Nell’anno
dell’Expo milanese la Fondazione Arena di Verona ha scelto di non investire in
nuove ed esose produzioni visti anche i tempi che corrono, recuperando quindi gli
allestimenti ritenuti più significativi degli ultimi anni e che possano
rappresentare il nostro paese come fonte di arte e bellezza a livello mondiale.
Così per la serata inaugurale è stato scelto uno dei simboli del Festival che
assieme all’Aida costituisce il patrimonio dei ricordi e dei successi della storia
musicale veronese, il Nabucco di Giuseppe Verdi con la regia dell’inossidabile Gianfranco
de Bosio.
Come
già sottolineato in altre occasioni si tratta di uno dei più classici
spettacoli cui si possa assistere, ove tutto è in funzione degli eventi e sono
effettivamente visibili al meglio gli ambienti necessari affinché la storia sia
rispettata nella sua essenza. Abbiamo così ritrovato la città di Gerusalemme e
la reggia di Babilonia con le notissime strutture architettoniche di Rinaldo
Olivieri che utilizzano gli spazi sterminati del
palcoscenico. Ribadiamo che i movimenti scenici di questa regia risultano un po’ appesantiti ed
in generale lo spettacolo necessiterebbe di un rimodernamento.
La
compagnia di canto si è distinta soprattutto per le voci maschili.

* Record estratti *

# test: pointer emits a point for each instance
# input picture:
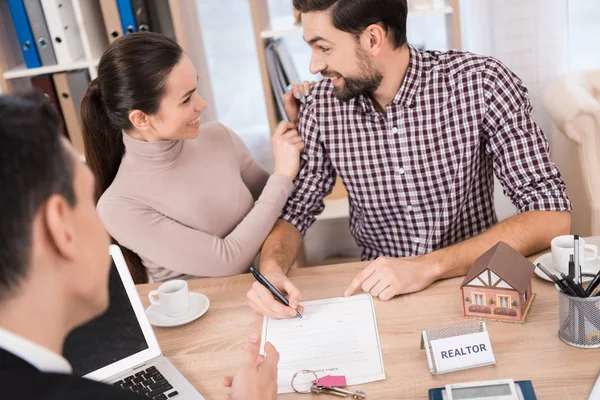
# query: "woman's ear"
(139, 119)
(58, 219)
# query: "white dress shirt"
(40, 357)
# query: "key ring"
(304, 371)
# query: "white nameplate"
(462, 352)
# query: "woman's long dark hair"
(132, 75)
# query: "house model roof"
(505, 262)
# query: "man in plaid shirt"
(416, 137)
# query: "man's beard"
(355, 86)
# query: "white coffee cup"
(562, 248)
(173, 297)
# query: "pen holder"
(579, 321)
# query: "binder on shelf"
(112, 20)
(62, 25)
(43, 41)
(44, 84)
(24, 33)
(159, 14)
(91, 28)
(140, 13)
(127, 18)
(69, 90)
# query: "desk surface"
(210, 347)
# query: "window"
(503, 301)
(479, 299)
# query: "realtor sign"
(462, 352)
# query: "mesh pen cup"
(579, 321)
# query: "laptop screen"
(111, 337)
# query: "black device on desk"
(505, 389)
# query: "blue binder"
(24, 33)
(127, 17)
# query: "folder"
(43, 41)
(68, 87)
(161, 21)
(127, 18)
(112, 20)
(140, 13)
(44, 84)
(24, 33)
(62, 25)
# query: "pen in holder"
(579, 319)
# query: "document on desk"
(336, 336)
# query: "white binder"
(62, 24)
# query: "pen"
(263, 281)
(593, 285)
(576, 259)
(575, 287)
(571, 267)
(553, 277)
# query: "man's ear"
(58, 218)
(373, 39)
(139, 120)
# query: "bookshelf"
(266, 28)
(14, 75)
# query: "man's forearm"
(527, 233)
(281, 247)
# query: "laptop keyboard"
(149, 382)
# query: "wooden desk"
(210, 347)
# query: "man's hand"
(294, 96)
(257, 377)
(388, 277)
(263, 302)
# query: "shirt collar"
(40, 357)
(409, 87)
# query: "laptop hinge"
(139, 366)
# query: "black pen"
(263, 281)
(593, 285)
(562, 285)
(575, 287)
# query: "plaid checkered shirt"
(421, 177)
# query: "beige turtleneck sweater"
(198, 207)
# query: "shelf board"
(21, 71)
(285, 25)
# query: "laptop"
(119, 346)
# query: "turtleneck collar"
(144, 155)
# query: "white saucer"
(199, 304)
(588, 267)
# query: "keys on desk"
(338, 392)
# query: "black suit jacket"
(21, 380)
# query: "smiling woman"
(181, 199)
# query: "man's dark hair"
(354, 16)
(34, 165)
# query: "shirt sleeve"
(520, 151)
(177, 247)
(253, 174)
(316, 177)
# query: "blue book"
(127, 17)
(24, 33)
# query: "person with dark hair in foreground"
(417, 138)
(54, 264)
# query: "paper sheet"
(336, 336)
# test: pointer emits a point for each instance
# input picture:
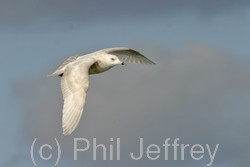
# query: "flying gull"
(75, 78)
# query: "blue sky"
(201, 49)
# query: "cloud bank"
(25, 12)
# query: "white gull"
(75, 78)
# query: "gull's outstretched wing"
(129, 55)
(74, 85)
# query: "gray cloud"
(25, 12)
(200, 95)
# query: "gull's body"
(75, 78)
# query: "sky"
(198, 91)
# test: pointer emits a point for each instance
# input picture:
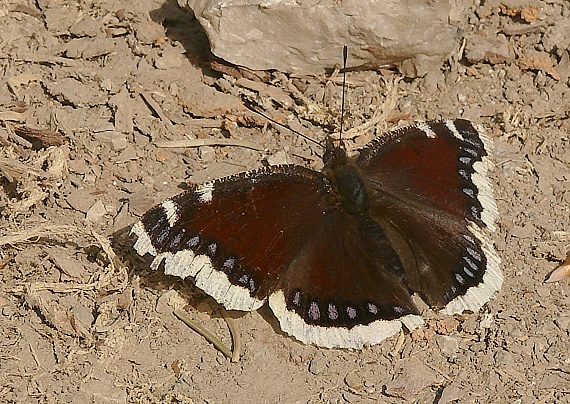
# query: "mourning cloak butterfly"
(338, 253)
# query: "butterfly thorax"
(346, 181)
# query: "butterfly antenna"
(344, 58)
(249, 106)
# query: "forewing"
(431, 193)
(235, 236)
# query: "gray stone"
(306, 37)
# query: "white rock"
(307, 36)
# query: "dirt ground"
(91, 92)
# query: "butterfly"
(338, 254)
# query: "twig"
(40, 231)
(234, 332)
(156, 108)
(40, 59)
(208, 142)
(203, 332)
(56, 287)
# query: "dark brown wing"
(332, 279)
(431, 194)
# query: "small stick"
(38, 232)
(234, 332)
(208, 142)
(156, 108)
(203, 332)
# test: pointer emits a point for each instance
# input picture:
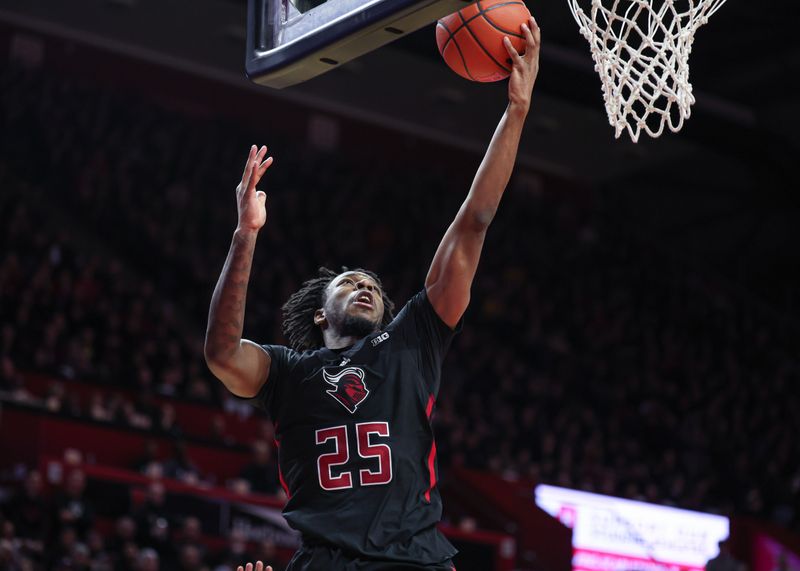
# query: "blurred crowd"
(55, 527)
(589, 359)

* Consegna *
Prosegui la recensione del Nabucco all'Arena di Verona partendo dopo la sua ultima frase. I record qui non hanno alcun ruolo.

* Risultato *
Ancora una volta ci troviamo a sottolineare quanto Luca Salsi sia spirito trainante
in scena, forte di una voce importante ed imponente, dalla linea di canto
uniforme in tutta la gamma, il cui Nabucco si sviluppa in un crescendo di pathos
e carisma.
Piero Pretti è
un Ismaele quasi perfetto: timbro setoso con l’ottava acuta squillante che unita
ad una grande scioltezza interpretativa lo conduce saldo verso una serata
assolutamente positiva.
Dmitry Beloselsky è
uno Zaccaria composto ed altero dalla voce robusta e ben proiettata anche nell’ampio
spazio areniano.
Martina Serafin nel
ruolo di Abigaille non ci ha convinto pienamente per come si è approcciata al
personaggio, che talvolta è sembrato meno incisivo, anche dal punto di vista
vocale, di quanto ci aspettavamo da una interprete del suo calibro.
Fenena è una discreta Nino Surguladze dalla voce vellutata e dal carattere forte ma dolce e compito.
Il
gran sacerdote è un discreto Alessandro
Guerzoni, mentre Anna e Abdallo sono rispettivamente Madina Karbeli e Francesco Pittari.
L’ orchestra
guidata da Riccardo Frizza si pone su un
duplice piano nel condurre l’opera verdiana: alternando tempi larghi per i
momenti più elegiaci a guizzi di brillantezza e vigore, accompagna gli
interpreti con attenzione, equilibrio e compattezza armonica.
Come ormai di prassi il coro preparato da Salvo
Sgrò ha offerto il bis del ‘Va pensiero’ richiesto a gran voce e suon
di applausi, coronando la buona prova della serata.
Applausi scroscianti per tutti da parte di
una anfiteatro gremito nonostante il freddo autunnale, che però ci ha risparmiato
la pioggia, con qualche maleducato che ha lasciato l’Arena subito dopo il bis
del coro.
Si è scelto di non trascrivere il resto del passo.